- Exercise requirements:
Working down the material below, reproduce exactly every line from the one containing "Reviewer note: verify one keypoint per instance of the paved" to the last line, and only those.

- Records supplied:
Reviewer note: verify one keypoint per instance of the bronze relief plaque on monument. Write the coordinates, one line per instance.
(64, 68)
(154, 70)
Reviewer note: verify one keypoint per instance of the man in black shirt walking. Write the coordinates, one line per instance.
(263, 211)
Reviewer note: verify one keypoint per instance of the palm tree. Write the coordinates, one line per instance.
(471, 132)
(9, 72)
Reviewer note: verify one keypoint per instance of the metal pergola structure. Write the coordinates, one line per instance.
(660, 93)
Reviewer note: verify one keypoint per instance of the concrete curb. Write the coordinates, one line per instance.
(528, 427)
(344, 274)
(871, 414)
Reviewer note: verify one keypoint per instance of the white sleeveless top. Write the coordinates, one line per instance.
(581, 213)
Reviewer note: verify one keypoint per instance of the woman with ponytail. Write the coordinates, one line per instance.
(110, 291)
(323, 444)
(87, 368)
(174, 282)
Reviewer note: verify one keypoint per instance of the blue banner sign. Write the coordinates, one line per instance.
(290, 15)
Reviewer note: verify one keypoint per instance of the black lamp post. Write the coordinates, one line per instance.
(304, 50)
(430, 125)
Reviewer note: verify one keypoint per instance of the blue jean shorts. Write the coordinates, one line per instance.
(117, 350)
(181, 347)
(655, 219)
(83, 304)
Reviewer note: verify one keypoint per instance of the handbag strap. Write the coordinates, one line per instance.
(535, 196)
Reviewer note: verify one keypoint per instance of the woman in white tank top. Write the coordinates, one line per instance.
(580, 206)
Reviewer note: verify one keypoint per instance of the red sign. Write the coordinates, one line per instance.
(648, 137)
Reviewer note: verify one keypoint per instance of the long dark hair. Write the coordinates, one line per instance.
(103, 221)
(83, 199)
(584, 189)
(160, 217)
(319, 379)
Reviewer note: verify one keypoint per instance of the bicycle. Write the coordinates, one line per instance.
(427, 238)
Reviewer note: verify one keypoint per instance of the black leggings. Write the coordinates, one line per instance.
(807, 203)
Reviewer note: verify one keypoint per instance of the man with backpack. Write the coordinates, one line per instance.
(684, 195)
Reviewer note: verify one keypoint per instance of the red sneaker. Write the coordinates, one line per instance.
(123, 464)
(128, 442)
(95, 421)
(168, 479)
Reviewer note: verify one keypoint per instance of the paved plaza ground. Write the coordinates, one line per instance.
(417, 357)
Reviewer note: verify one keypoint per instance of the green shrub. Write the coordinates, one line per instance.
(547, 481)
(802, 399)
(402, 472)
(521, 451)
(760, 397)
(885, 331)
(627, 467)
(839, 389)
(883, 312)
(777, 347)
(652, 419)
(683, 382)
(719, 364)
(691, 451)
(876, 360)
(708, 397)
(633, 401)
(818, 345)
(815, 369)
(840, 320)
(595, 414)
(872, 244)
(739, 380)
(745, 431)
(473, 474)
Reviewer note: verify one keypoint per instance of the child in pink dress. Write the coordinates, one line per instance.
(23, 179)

- Solution to this task:
Reviewer note: verify one keypoint per instance of the paved plaza ground. Write the coordinates, one line per instance.
(417, 357)
Reviewer note: verify one keypoint per instance of the green shrub. Write the coordinates, one line per instance.
(547, 481)
(802, 399)
(402, 472)
(521, 451)
(760, 397)
(885, 331)
(627, 467)
(839, 389)
(883, 312)
(777, 347)
(652, 419)
(683, 382)
(719, 364)
(691, 451)
(876, 360)
(708, 397)
(633, 401)
(818, 345)
(815, 369)
(840, 320)
(595, 414)
(872, 244)
(739, 380)
(745, 431)
(473, 474)
Reviewer note: verify one keypoint per instance of the child in pink dress. Write the coordinates, one line per instance.
(23, 179)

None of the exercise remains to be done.